INSTRUCTIONS FOR THE TASK:
Can you output the lines below, from the very first one through the line containing "(1109, 650)" inclusive, as a JSON list of strings, one string per line, with blank lines omitted?

[Begin EXERCISE MATERIAL]

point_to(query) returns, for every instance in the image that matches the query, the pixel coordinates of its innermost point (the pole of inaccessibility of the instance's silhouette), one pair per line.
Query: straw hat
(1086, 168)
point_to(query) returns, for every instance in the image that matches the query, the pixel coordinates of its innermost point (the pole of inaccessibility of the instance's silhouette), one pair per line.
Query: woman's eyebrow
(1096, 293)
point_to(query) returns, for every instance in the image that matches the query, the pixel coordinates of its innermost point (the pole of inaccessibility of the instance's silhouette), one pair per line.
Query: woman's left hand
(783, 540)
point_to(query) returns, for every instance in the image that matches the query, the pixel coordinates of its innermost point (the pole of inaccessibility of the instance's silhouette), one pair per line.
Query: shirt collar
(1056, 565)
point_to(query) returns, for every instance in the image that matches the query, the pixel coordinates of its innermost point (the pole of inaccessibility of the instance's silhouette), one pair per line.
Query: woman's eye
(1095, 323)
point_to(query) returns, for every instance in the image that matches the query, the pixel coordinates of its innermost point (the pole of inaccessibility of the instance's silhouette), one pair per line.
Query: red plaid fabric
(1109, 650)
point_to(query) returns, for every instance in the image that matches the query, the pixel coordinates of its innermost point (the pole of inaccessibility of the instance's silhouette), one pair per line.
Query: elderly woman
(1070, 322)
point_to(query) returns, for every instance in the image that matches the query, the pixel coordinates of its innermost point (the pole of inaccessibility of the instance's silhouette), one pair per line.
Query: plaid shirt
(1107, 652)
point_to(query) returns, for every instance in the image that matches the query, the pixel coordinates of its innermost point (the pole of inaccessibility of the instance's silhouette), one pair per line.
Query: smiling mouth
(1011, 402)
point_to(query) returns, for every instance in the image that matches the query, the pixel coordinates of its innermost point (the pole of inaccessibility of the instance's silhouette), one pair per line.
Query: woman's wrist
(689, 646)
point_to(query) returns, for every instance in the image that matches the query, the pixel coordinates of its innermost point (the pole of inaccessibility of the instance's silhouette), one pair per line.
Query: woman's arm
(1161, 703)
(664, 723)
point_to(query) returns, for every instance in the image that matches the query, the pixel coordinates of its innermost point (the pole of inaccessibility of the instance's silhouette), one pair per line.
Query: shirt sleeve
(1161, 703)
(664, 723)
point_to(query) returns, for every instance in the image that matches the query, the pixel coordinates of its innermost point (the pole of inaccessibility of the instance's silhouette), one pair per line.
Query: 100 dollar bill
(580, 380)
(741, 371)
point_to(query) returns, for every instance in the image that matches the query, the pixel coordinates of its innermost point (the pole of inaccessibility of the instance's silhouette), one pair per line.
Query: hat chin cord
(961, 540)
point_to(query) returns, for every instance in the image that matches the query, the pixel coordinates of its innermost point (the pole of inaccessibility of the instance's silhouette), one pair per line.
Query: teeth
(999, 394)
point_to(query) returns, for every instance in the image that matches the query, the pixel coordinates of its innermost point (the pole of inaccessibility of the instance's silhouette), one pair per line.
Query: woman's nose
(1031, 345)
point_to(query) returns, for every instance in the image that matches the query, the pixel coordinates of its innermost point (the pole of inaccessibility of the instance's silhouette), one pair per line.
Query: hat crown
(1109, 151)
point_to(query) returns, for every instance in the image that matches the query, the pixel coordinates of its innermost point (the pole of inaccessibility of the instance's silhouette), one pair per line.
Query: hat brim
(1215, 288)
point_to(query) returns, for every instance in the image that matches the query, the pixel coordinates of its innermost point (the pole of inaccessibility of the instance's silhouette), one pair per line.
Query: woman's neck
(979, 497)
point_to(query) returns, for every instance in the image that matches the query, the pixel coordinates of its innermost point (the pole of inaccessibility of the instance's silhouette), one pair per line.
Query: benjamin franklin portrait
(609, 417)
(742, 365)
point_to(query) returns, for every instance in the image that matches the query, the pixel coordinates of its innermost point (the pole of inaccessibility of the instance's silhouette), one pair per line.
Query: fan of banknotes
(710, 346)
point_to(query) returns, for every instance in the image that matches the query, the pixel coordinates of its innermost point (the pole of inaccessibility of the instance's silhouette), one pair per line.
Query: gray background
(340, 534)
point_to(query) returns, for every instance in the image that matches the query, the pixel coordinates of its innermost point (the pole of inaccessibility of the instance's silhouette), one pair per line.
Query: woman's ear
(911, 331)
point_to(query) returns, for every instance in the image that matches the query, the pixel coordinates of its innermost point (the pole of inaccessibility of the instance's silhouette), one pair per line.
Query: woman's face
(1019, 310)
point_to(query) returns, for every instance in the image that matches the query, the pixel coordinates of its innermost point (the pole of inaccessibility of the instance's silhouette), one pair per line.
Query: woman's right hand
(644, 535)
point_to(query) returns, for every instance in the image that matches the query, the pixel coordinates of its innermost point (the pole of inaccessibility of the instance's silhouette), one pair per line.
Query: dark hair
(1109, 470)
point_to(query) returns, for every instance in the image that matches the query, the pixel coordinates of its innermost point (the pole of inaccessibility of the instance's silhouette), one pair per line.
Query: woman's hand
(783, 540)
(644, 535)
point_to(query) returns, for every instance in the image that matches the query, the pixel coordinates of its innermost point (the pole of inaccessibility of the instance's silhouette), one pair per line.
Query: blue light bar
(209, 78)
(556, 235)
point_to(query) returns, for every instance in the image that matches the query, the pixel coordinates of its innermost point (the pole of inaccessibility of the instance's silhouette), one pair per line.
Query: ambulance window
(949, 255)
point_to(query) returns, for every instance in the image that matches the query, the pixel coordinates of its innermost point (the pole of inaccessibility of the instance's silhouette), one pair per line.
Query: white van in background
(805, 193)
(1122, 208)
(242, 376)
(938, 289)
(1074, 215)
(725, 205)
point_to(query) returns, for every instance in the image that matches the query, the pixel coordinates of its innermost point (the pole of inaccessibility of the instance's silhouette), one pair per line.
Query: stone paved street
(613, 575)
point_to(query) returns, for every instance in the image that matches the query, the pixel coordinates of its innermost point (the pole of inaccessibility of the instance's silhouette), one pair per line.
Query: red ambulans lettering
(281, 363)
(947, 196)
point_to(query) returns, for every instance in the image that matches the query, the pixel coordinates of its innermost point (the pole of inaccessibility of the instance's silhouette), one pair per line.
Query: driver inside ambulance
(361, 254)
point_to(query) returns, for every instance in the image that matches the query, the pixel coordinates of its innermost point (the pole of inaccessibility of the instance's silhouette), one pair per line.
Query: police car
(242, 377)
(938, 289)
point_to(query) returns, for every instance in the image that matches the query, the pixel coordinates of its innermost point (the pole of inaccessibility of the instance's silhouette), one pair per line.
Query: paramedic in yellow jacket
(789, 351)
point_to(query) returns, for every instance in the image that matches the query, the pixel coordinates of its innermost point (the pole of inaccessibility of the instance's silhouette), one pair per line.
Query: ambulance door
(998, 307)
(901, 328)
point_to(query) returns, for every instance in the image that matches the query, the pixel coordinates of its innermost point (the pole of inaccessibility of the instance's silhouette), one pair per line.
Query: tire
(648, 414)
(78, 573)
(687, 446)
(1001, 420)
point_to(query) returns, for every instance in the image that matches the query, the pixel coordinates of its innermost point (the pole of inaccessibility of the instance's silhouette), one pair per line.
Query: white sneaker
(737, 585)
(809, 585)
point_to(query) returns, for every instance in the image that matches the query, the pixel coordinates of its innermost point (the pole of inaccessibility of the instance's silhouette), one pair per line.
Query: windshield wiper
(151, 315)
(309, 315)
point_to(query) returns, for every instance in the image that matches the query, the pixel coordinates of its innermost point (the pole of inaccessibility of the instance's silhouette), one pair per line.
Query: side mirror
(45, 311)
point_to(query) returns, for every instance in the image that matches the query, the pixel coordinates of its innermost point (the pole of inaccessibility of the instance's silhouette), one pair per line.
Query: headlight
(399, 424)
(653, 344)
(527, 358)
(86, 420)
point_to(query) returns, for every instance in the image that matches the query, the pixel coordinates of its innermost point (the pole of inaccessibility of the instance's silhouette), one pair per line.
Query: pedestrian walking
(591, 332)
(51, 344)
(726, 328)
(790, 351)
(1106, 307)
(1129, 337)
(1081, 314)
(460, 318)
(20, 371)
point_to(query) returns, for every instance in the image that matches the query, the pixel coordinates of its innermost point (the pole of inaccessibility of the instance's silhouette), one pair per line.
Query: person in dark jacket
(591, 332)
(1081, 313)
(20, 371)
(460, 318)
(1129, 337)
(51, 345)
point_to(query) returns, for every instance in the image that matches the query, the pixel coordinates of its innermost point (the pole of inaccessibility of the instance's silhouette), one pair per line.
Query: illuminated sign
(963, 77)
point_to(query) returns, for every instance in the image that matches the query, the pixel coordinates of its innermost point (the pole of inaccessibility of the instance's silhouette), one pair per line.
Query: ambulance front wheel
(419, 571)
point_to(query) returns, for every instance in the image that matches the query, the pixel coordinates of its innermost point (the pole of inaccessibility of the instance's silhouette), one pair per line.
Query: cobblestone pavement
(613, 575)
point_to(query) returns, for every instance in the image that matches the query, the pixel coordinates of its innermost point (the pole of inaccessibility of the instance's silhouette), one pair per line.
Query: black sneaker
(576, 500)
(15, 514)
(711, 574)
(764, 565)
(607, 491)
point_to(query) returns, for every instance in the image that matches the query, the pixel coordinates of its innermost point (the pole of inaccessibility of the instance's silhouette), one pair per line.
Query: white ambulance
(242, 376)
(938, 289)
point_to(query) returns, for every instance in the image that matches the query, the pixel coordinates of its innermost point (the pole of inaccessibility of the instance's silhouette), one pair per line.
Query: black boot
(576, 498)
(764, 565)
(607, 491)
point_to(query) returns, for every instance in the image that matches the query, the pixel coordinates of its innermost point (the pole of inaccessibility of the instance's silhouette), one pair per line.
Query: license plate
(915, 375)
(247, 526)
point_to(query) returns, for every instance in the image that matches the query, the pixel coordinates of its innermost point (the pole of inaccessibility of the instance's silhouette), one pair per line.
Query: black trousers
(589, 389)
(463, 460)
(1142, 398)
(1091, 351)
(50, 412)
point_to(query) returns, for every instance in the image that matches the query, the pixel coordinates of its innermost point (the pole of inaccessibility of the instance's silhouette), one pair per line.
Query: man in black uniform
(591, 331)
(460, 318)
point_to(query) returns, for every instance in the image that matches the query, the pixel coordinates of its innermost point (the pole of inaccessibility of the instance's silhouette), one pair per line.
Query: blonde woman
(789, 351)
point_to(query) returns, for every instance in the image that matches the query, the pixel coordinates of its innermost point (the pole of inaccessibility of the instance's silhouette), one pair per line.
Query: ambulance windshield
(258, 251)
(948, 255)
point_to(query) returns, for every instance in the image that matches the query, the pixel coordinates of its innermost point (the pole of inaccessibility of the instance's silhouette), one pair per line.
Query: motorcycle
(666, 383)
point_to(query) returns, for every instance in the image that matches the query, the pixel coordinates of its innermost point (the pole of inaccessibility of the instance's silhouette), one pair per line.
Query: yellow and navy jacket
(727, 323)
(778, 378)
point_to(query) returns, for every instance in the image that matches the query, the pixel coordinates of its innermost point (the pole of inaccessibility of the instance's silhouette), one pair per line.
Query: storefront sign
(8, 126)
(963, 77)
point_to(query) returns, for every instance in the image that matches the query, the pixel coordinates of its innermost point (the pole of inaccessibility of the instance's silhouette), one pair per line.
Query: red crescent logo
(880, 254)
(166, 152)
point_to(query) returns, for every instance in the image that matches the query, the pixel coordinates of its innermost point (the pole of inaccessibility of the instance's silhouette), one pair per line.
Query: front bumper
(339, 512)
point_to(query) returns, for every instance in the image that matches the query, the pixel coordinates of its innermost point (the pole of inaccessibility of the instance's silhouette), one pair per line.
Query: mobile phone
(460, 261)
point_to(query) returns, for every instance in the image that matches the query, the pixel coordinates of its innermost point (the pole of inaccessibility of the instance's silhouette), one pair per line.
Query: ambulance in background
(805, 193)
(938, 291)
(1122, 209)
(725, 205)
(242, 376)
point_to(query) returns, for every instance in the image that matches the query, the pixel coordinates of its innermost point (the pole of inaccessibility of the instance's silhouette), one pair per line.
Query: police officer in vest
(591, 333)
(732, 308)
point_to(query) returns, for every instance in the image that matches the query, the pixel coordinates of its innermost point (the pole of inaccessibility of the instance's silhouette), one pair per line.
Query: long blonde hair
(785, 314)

[End EXERCISE MATERIAL]

PROBLEM SOLUTION:
[
  "point_to(query) returns, for every instance in the image that matches the query, the pixel coordinates of its innermost point (the pole of inaccessibility of the instance's silhouette), one pair per line.",
  "Query: straw hat",
  "(1086, 168)",
  "point_to(query) returns, for every instance in the image that matches the query, the pixel coordinates of its innermost point (the pole of inaccessibility of the instance's silhouette), one pair per line.",
  "Query: woman's eyebrow",
  "(1096, 293)",
  "point_to(query) returns, for every instance in the image that matches the query, the pixel coordinates of its innermost point (the pole of inaccessibility of the instance's silhouette), one pair per line.",
  "Query: woman's left hand",
  "(783, 540)",
  "point_to(query) returns, for every instance in the image that matches the query, the pixel coordinates of its innermost point (the pole of inaccessibility of the instance's silhouette), one pair per line.",
  "Query: shirt collar",
  "(1056, 565)",
  "point_to(query) returns, for every instance in the image that matches the query, the pixel coordinates of its innermost point (the pole of inaccessibility of the instance's silhouette), one pair per line.",
  "Query: woman's eye",
  "(1095, 323)",
  "point_to(query) returns, for every instance in the image that matches the query, the pixel coordinates of its innermost point (the pole of inaccessibility of the instance's silhouette), one pair per line.",
  "Query: red plaid fabric",
  "(1109, 650)"
]